[begin EXCERPTED TEXT]

Introduction: How to Build a CubeSat With Arduino and DHT11 Humidity and Temperature Sensor

The full steps and instructions on how to make this DIY popsicle stick CubeSat, using a coded Arduino to be able to collect humidity and temperature data.

Step 1: Project Constraints

The CubeSat needed to be built to orbit our simulated Mars and collect data. The CubeSat was required to be built with dimensions of 10x10x10 and weigh no more than 1.3 kg. Before the official flight the CubeSat needed to pass a shake test, flight test, weight test, and size test. The sensors also need to be programmed to collect data and transfer it onto an SD card.


Step 2: Getting Started

We started by creating a plan on what to build. The CubeSat would need to be 10x10x10 cm and be able to hold a programmed arduino and be sent into “orbit” to collect data on the temperature and humidity of the atmosphere. It also needed to have a barrier around it that kept the arduino inside, yet gave it access to analyze the air. We sketch our ideas and researched arduino projects to get a good idea of how to complete this task. We then collected the materials: wood glue, popsicle sticks, masking tape, pliers, arduino, breadboard, wiring, SD card, and a computer.


Step 3: Troubleshooting

We had to switch the design of the door to be on top so the Arduino didn’t fall out from one of the sides, so we could set in the arduino better, and so we could activate the arduino easier. We also scrapped a door design in which the battery was supposed to be fit in, as we found it to be easier to place the entire Arduino in with the battery at the same time.


Step 4: Coding the Arduino

Follow the Fritzing diagram above to wire the arduino.


Arduino Uno R3 + Ethernet Shield W5100 -

4 Pin DHT11 Sensor for humidity and temperature -

Wires -

USB cable for connection to computer -

Breadboard -

A 9V battery is also needed to power arduino when not connected to computer

Open the Arduino IDE software and paste this code: it should instantly start working-

SD card datalogger

This example shows how to log data from three analog sensors to an SD card using the SD library.

The circuit: * analog sensors on analog ins 0, 1, and 2 * SD card attached to SPI bus as follows: ** MOSI - pin 11 ** MISO - pin 12 ** CLK - pin 13 ** CS - pin 4

created 24 Nov 2010 modified 9 Apr 2012 by Tom Igoe

This example code is in the public domain.

[end EXCERPTED TEXT]
[begin EXTRACTED INFORMATION]

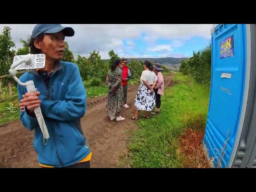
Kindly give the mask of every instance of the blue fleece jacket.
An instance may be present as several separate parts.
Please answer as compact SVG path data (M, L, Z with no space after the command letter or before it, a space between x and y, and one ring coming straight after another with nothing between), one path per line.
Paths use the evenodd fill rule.
M50 134L44 144L36 118L20 110L20 120L29 130L34 129L34 147L41 164L62 167L74 164L86 157L89 149L81 127L80 119L85 113L86 94L77 66L73 63L56 63L47 90L37 72L23 74L22 82L34 81L40 93L41 109ZM20 100L27 92L18 84Z

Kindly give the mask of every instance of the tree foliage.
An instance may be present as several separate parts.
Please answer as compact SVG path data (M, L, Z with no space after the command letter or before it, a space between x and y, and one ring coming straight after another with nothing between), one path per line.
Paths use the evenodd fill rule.
M11 36L11 30L10 27L5 26L0 34L0 76L8 74L8 70L15 55L15 51L10 50L15 47Z
M16 55L24 55L30 53L30 50L28 44L28 40L26 41L21 38L20 39L20 41L22 45L22 47L18 49L16 52Z
M211 80L212 44L203 50L193 52L193 56L181 62L180 71L193 77L200 83L209 84Z
M67 61L74 63L75 59L74 58L73 53L69 49L68 44L68 42L65 41L64 42L65 45L64 46L64 52L63 52L63 57L62 59L62 61Z

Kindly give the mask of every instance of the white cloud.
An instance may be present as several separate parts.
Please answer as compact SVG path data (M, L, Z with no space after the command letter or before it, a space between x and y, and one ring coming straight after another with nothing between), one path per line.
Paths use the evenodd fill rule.
M20 38L27 40L29 38L35 25L34 24L0 24L0 32L4 26L10 26L12 29L11 34L13 40L16 44L16 48L18 48L22 47L19 42ZM133 41L135 39L142 38L142 33L145 35L142 38L151 43L160 39L171 40L178 39L181 41L180 43L182 44L183 40L189 39L195 36L210 38L210 29L212 26L212 24L65 24L62 25L72 27L75 30L74 37L67 37L66 39L75 57L77 54L88 54L94 49L99 48L101 52L105 53L104 57L108 57L106 54L112 48L132 50L133 48L132 47L135 45L133 44ZM132 47L124 47L123 41L125 39L129 40L126 42ZM174 43L173 45L172 44L167 50L172 50L178 46L178 42ZM159 48L156 49L158 50ZM138 55L139 56L142 55L138 53ZM102 57L103 57L102 56Z
M163 50L172 51L173 50L173 49L172 48L170 45L158 45L153 47L148 48L147 49L148 51L153 51L154 52L161 51Z
M176 58L181 58L182 57L188 57L189 56L188 55L183 54L180 53L171 53L168 54L160 54L158 57L174 57Z
M126 41L126 43L129 45L130 45L131 46L133 46L136 45L135 43L132 41Z
M177 48L181 47L183 45L183 44L180 42L179 41L174 40L172 44L172 45L173 47Z
M122 41L120 39L112 39L111 40L111 43L108 44L107 46L110 48L114 48L114 47L122 46L124 44Z

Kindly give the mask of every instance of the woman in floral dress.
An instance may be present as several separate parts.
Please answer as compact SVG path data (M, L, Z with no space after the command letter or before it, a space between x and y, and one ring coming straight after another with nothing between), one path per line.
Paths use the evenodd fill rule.
M116 59L112 63L111 69L108 71L106 83L108 86L108 102L106 106L108 116L112 121L116 118L117 121L125 118L120 115L123 106L124 92L122 82L122 72L120 70L120 60Z

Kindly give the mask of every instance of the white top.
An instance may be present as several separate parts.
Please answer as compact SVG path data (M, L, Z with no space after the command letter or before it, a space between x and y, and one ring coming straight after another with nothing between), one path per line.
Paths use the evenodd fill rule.
M145 70L142 71L140 77L140 81L143 83L143 81L146 81L149 85L152 85L154 81L157 80L156 74L152 71Z

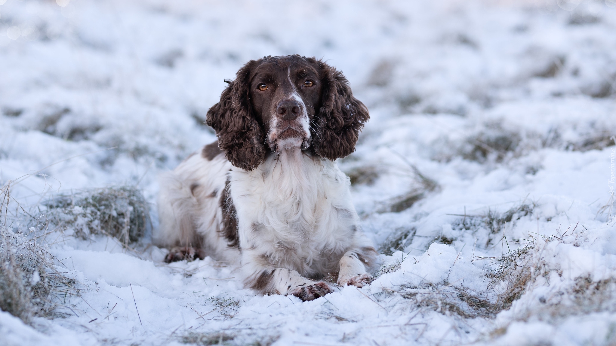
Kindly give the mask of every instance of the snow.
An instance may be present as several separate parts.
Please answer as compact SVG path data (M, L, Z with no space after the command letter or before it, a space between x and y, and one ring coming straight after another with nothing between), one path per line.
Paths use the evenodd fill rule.
M31 326L0 312L0 344L616 342L613 0L0 4L0 185L33 215L130 185L156 227L156 177L215 139L201 123L224 79L299 54L342 71L370 110L339 161L371 172L352 191L364 231L407 235L369 286L302 302L256 296L209 257L165 264L149 235L127 249L52 227L39 241L78 294ZM510 308L447 307L466 306L456 289L496 302L508 279L490 275L518 254L503 272L532 279Z

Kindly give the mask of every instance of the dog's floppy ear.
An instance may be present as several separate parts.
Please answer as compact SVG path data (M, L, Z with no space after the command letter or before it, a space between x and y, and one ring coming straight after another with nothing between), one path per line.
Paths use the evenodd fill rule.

[end EXTRACTED INFORMATION]

__GOALS__
• 1. Reproduce word for word the part of the CubeSat guide from "Introduction: How to" to "an SD card.".
• 2. Write the next part of the CubeSat guide, picking up after its last sentence.
The data items are separate material, apart from the CubeSat guide.

__EXPECTED ANSWERS__
• 1.
Introduction: How to Build a CubeSat With Arduino and DHT11 Humidity and Temperature Sensor

The full steps and instructions on how to make this DIY popsicle stick CubeSat, using a coded Arduino to be able to collect humidity and temperature data.

Step 1: Project Constraints

The CubeSat needed to be built to orbit our simulated Mars and collect data. The CubeSat was required to be built with dimensions of 10x10x10 and weigh no more than 1.3 kg. Before the official flight the CubeSat needed to pass a shake test, flight test, weight test, and size test. The sensors also need to be programmed to collect data and transfer it onto an SD card.

• 2.
#include #include #include

dht DHT;

#define DHT11_PIN A0

const int chipSelect = 4;

void setup() { // Open serial communications and wait for port to open: Serial.begin(9600); while (!Serial) { ; // wait for serial port to connect. Needed for native USB port only }

Serial.print("Initializing SD card...");

// see if the card is present and can be initialized: if (!SD.begin(chipSelect)) { Serial.println("Card failed, or not present"); // don't do anything more: return; } Serial.println("card initialized."); }

void loop() { // make a string for assembling the data to log: String dataString = "";

// read three sensors and append to the string: for (int analogPin = 0; analogPin < 1; analogPin++) { int chk = DHT.read11(DHT11_PIN); dataString += String(chk); if (analogPin < 2) { dataString += ","; } }

// open the file. note that only one file can be open at a time, // so you have to close this one before opening another. File dataFile ="datalog.txt", FILE_WRITE);

// if the file is available, write to it: if (dataFile) { dataFile.println(DHT.temperature); dataFile.println(DHT.humidity); dataFile.close(); // print to the serial port too: Serial.print("Temperature = "); Serial.println(DHT.temperature); Serial.print("Humidity = "); Serial.println(DHT.humidity); delay(500); } // if the file isn't open, pop up an error: else { Serial.println("error opening datalog.txt"); } }



Step 5: Building the Cubesat: Step 1

First we drew out a rough sketch of what our CubeSat design would look like. Using

Popsicle sticks, we began making a 10x10x10 cm square. We added platforms to the stilts in order to help the top door fit on better.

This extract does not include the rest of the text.